(GIVEN ENTRIES)

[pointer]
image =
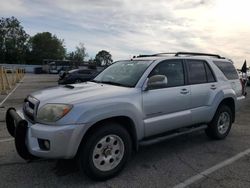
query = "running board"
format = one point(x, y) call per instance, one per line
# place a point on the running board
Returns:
point(175, 134)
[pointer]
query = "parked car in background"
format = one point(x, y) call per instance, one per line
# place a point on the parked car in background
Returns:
point(77, 76)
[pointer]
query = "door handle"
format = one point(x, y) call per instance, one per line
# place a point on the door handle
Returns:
point(184, 91)
point(213, 87)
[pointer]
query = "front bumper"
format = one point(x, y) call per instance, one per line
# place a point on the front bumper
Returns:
point(63, 140)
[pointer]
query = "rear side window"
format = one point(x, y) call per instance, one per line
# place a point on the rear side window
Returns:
point(228, 69)
point(173, 70)
point(84, 72)
point(197, 72)
point(210, 75)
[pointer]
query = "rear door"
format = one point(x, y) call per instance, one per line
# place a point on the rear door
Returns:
point(203, 89)
point(231, 74)
point(167, 108)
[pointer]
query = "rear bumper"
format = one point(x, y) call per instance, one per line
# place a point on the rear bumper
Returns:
point(29, 138)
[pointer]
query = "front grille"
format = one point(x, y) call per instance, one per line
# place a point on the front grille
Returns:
point(30, 108)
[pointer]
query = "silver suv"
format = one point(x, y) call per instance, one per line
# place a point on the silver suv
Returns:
point(131, 103)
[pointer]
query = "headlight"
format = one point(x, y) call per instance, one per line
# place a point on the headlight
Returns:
point(52, 112)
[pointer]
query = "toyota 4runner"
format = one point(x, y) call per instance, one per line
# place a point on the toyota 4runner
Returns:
point(131, 103)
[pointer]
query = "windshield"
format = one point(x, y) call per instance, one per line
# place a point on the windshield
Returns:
point(123, 73)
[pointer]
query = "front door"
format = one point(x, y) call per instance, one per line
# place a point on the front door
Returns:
point(167, 108)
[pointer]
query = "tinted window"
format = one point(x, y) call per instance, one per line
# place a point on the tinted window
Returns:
point(210, 76)
point(173, 70)
point(84, 72)
point(228, 69)
point(197, 72)
point(123, 73)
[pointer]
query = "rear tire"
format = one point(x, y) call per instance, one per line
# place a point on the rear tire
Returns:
point(105, 151)
point(221, 124)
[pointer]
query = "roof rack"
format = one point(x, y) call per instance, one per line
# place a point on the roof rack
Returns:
point(177, 54)
point(197, 54)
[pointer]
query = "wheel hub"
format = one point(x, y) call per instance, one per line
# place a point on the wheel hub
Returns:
point(108, 152)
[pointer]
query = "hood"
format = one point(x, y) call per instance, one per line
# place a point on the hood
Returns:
point(78, 93)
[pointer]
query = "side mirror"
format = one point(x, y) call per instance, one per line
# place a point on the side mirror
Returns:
point(157, 81)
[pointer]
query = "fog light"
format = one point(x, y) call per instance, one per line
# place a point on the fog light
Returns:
point(44, 144)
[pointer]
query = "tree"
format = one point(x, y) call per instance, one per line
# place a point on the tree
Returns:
point(79, 54)
point(45, 46)
point(13, 41)
point(103, 58)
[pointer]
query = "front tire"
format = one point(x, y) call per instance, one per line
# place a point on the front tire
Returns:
point(105, 151)
point(221, 124)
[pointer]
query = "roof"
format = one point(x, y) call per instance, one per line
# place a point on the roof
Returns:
point(177, 55)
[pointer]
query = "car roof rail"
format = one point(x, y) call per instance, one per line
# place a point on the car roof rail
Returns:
point(198, 54)
point(153, 55)
point(177, 54)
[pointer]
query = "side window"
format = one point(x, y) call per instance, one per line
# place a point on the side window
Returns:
point(173, 70)
point(84, 72)
point(197, 72)
point(210, 75)
point(228, 69)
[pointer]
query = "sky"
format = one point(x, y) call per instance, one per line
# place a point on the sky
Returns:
point(131, 27)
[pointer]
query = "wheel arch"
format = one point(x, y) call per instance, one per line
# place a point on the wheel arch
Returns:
point(229, 101)
point(124, 121)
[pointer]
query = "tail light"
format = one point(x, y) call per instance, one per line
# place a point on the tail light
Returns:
point(243, 86)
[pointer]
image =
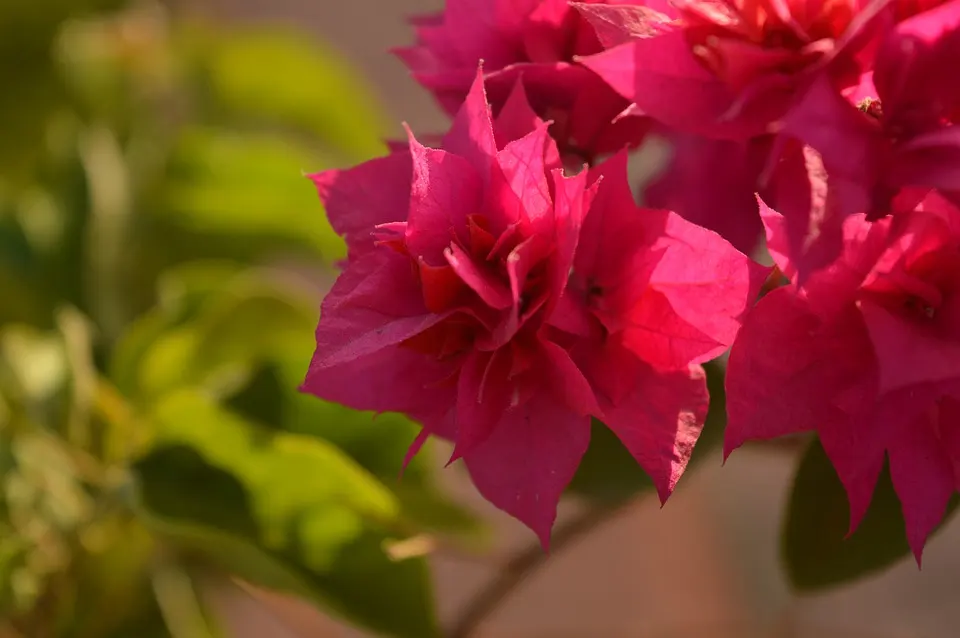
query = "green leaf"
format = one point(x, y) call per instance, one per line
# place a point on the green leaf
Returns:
point(378, 443)
point(608, 473)
point(111, 587)
point(817, 518)
point(284, 511)
point(228, 333)
point(282, 77)
point(248, 185)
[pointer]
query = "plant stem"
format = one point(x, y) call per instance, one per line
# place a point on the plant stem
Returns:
point(522, 565)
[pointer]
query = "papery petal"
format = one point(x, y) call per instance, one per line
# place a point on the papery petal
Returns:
point(394, 379)
point(708, 283)
point(662, 77)
point(619, 24)
point(788, 370)
point(655, 333)
point(909, 354)
point(923, 479)
point(445, 189)
point(529, 459)
point(570, 386)
point(523, 164)
point(573, 200)
point(374, 304)
point(358, 199)
point(471, 134)
point(725, 173)
point(658, 418)
point(516, 118)
point(483, 395)
point(810, 205)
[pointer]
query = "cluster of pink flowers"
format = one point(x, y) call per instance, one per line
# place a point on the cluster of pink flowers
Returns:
point(504, 288)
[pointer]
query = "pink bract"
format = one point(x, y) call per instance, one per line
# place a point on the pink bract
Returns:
point(866, 353)
point(503, 305)
point(535, 40)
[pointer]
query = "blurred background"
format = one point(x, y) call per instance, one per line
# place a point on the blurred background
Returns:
point(162, 260)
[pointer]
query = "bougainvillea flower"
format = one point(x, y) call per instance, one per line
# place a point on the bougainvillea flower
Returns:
point(723, 76)
point(462, 305)
point(896, 143)
point(867, 354)
point(650, 297)
point(733, 69)
point(535, 40)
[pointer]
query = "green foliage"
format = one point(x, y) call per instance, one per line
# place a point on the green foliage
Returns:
point(152, 342)
point(608, 473)
point(815, 548)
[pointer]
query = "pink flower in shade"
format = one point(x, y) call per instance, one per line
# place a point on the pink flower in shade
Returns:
point(867, 354)
point(723, 77)
point(650, 297)
point(535, 40)
point(896, 141)
point(476, 301)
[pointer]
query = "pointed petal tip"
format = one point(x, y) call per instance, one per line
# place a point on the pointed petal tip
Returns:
point(414, 449)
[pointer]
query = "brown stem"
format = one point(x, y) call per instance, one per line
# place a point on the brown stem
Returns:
point(522, 565)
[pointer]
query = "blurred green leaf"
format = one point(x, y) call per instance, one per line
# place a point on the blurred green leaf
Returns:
point(179, 602)
point(283, 77)
point(284, 511)
point(111, 588)
point(815, 551)
point(227, 334)
point(36, 361)
point(608, 473)
point(250, 185)
point(377, 442)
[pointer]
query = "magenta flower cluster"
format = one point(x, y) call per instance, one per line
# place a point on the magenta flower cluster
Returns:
point(503, 288)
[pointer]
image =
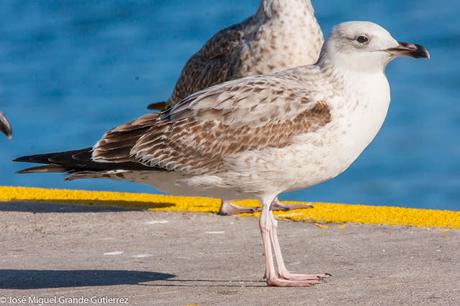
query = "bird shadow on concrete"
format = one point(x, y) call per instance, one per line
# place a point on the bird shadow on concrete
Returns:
point(78, 206)
point(42, 279)
point(209, 283)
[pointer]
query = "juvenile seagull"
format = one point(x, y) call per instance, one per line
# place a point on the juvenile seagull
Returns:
point(257, 136)
point(282, 34)
point(5, 126)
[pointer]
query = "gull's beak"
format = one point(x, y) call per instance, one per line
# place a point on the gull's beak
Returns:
point(409, 49)
point(5, 126)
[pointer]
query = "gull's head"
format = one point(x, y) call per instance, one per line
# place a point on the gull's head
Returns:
point(366, 47)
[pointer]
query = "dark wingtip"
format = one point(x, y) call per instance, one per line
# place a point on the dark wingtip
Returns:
point(159, 106)
point(42, 169)
point(23, 159)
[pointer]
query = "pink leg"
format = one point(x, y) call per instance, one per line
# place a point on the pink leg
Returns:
point(272, 277)
point(228, 209)
point(281, 270)
point(277, 205)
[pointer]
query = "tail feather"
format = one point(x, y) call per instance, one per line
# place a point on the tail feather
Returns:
point(75, 162)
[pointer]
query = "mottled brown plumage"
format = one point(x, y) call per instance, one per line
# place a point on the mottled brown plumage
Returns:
point(282, 34)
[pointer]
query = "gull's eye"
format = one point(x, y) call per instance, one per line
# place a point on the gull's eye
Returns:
point(362, 39)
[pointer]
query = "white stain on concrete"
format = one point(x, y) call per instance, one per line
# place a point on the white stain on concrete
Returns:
point(115, 253)
point(215, 232)
point(142, 255)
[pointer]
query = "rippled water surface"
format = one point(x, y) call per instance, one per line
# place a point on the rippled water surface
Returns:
point(69, 70)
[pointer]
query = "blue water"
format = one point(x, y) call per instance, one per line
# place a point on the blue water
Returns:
point(69, 70)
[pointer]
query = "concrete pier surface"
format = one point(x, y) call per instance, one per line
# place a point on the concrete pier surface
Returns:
point(63, 252)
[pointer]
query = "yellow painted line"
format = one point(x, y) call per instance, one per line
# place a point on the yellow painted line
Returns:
point(321, 213)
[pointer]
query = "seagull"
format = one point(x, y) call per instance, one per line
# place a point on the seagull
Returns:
point(258, 136)
point(5, 126)
point(282, 34)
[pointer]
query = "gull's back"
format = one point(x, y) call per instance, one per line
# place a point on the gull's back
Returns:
point(282, 34)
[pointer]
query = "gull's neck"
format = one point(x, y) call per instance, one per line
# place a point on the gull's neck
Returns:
point(283, 8)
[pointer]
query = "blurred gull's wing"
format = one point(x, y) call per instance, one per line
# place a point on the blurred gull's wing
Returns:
point(5, 126)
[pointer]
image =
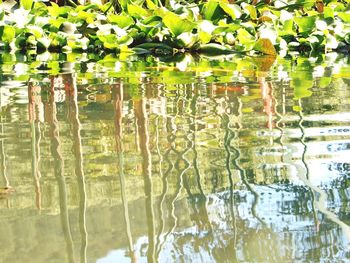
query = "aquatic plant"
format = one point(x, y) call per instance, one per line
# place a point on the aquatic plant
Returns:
point(169, 27)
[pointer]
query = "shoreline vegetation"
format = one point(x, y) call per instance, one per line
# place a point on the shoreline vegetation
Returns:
point(164, 28)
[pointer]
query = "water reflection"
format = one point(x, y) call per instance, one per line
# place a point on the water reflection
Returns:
point(249, 167)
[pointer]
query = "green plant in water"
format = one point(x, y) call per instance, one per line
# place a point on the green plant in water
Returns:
point(168, 27)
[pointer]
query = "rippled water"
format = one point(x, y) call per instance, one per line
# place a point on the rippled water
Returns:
point(207, 160)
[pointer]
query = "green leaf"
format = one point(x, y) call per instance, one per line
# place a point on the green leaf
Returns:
point(345, 16)
point(287, 28)
point(305, 23)
point(176, 24)
point(265, 46)
point(123, 21)
point(234, 11)
point(8, 33)
point(212, 10)
point(137, 11)
point(26, 4)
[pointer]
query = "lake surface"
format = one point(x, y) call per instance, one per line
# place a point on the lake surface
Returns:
point(193, 160)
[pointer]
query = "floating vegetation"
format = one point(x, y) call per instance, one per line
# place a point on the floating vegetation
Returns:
point(152, 27)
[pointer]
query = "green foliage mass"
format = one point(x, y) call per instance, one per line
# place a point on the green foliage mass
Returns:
point(165, 28)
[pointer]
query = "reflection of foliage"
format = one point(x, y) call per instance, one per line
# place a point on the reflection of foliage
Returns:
point(212, 27)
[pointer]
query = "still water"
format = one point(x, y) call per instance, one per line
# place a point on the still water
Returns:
point(194, 160)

(End GIVEN ENTRIES)

→ **WORK TO COMPLETE**: What is needed is a word-for-word copy of the lines from the start of the data to the line with "# place a point on the door handle", inclusive, with no pictures in it.

→ **SOLUTION TO THIS PROBLEM**:
[pointer]
image =
query = "running board"
format = one point(x, y) call per instance, one per line
# place a point on the running board
Returns:
point(175, 134)
[pointer]
query = "parked car in background"
format = one point(x, y) call per instance, one per line
# place a point on the parked car in background
Returns:
point(77, 76)
[pointer]
query = "door handle"
format = one point(x, y) call per instance, one per line
# place a point on the door handle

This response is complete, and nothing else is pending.